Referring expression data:
= = = =

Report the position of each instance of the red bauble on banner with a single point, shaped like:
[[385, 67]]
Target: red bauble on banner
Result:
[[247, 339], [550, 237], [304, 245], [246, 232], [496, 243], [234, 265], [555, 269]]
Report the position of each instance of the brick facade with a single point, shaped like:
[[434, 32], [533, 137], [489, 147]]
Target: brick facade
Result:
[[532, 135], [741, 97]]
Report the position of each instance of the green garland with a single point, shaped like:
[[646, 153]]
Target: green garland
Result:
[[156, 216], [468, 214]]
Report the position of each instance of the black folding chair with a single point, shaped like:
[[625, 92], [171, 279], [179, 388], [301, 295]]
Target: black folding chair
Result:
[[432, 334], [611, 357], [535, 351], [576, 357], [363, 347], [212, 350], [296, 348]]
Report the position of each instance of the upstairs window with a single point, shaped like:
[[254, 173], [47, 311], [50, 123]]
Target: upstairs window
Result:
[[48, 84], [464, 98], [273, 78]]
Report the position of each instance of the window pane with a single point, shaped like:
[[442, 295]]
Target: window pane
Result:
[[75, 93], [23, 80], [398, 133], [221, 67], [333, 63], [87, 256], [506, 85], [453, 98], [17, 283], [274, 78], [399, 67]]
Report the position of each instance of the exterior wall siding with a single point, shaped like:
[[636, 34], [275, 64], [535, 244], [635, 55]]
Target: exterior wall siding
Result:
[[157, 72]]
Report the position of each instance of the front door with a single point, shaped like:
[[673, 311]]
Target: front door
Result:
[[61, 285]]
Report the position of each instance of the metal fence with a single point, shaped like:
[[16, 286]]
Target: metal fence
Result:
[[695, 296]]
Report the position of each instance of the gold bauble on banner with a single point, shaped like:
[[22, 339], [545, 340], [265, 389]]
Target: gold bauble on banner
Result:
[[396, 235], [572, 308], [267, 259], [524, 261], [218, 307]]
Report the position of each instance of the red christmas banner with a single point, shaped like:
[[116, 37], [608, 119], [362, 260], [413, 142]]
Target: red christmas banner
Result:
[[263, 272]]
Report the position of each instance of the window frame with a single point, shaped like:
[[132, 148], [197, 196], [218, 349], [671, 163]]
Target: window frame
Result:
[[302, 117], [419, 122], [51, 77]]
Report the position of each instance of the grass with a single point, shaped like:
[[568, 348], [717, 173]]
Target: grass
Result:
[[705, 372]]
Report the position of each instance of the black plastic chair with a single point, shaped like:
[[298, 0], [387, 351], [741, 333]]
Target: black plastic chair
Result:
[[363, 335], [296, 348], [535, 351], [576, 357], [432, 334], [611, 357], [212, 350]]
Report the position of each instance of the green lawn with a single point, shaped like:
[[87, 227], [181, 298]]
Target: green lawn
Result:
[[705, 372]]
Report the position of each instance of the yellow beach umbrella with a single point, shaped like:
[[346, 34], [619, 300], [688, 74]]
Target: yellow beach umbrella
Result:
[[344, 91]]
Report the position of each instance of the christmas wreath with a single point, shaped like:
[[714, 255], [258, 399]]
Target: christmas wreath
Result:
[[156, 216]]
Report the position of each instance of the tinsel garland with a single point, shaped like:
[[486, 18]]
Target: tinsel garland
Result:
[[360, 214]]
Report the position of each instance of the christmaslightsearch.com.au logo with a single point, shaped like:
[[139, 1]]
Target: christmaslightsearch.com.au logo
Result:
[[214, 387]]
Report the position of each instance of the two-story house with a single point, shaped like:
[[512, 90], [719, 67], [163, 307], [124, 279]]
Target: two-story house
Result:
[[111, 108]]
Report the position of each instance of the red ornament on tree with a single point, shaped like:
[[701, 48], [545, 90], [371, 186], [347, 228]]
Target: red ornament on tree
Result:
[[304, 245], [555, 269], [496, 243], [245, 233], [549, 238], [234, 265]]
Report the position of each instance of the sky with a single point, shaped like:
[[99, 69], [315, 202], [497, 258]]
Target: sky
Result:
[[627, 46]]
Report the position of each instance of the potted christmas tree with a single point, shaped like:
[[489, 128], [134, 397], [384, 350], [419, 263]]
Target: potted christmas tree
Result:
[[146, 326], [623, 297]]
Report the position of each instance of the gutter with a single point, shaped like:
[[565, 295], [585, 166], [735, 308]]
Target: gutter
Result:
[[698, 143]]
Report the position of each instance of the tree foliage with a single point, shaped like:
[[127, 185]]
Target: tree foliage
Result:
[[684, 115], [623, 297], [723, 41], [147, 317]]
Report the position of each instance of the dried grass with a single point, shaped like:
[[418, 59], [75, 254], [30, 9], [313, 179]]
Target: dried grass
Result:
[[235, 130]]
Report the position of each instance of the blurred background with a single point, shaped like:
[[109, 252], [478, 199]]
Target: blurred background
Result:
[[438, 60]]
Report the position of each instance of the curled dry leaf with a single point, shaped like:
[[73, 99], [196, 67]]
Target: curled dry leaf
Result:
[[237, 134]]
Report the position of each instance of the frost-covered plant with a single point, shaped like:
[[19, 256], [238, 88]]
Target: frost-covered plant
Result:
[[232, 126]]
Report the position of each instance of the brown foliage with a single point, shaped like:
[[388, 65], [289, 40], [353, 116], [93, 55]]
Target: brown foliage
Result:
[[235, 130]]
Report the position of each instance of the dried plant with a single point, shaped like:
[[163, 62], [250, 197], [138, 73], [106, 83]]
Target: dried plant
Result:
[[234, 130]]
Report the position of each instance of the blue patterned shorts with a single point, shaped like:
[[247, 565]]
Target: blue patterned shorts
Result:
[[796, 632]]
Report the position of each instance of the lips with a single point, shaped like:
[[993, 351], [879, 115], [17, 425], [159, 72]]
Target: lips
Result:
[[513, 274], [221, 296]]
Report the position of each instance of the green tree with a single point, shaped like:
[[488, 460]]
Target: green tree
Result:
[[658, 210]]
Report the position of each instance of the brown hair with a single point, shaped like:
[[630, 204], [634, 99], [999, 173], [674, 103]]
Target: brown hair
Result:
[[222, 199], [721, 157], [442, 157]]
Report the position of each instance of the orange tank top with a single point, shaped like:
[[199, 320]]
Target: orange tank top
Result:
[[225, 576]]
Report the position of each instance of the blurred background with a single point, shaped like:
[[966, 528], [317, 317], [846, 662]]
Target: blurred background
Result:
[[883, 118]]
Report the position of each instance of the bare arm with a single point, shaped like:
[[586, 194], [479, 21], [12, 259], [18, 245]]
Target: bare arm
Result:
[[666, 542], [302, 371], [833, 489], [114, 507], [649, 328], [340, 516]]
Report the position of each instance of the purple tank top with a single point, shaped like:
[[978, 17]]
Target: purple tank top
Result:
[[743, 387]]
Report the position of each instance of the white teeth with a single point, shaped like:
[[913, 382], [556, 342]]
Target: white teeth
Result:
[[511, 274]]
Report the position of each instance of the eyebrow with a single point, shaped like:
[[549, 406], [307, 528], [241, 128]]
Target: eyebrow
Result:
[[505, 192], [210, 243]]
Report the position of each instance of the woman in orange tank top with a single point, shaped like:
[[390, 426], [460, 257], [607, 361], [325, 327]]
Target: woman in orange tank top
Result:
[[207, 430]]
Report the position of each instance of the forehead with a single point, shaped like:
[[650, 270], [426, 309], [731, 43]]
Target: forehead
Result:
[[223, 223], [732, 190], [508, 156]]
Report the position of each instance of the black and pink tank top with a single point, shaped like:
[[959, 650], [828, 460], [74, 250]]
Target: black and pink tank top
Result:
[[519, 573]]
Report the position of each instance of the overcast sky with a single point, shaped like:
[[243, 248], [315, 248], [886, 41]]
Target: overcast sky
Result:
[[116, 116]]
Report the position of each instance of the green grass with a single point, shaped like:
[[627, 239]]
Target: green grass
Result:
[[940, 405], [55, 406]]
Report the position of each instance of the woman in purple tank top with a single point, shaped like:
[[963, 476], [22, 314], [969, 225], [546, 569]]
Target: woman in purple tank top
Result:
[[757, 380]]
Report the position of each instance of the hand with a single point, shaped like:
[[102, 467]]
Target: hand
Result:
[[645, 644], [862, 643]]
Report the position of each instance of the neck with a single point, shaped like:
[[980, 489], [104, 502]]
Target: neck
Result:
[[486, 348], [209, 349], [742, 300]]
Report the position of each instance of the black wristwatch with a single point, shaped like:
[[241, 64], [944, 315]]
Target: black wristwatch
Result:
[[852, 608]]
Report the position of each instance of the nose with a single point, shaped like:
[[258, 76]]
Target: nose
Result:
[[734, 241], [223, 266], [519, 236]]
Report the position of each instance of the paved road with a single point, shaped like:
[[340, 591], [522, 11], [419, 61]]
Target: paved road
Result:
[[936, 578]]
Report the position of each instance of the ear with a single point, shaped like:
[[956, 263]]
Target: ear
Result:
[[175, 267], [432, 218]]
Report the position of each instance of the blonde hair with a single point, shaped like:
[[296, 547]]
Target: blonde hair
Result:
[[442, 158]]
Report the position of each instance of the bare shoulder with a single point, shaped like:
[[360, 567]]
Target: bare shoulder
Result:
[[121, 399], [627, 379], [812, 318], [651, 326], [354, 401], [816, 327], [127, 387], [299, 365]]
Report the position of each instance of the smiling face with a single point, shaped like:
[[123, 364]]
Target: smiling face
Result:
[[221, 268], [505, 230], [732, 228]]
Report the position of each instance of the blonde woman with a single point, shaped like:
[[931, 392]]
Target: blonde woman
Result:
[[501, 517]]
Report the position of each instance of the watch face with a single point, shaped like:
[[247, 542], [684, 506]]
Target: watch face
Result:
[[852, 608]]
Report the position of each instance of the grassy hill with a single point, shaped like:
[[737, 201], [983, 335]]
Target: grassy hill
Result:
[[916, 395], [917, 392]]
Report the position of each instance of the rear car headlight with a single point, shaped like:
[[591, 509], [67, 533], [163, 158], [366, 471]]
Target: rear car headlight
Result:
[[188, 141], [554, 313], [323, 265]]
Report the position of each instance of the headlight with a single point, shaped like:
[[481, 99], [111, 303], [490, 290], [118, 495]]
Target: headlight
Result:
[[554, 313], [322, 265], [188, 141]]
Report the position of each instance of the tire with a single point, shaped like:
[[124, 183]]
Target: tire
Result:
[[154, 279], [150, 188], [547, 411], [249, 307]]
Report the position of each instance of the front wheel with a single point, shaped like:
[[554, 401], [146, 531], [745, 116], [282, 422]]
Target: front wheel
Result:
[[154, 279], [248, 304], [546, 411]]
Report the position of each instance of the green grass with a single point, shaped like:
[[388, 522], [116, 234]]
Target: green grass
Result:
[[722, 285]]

= = = =

**EXERCISE AIM**
For every line in the data above that holds "frost", return the line itself.

**RESULT FOR THIS EXERCISE**
Report the position of each instance of the frost-covered plant with a single point, shaped like:
Target: frost-covered plant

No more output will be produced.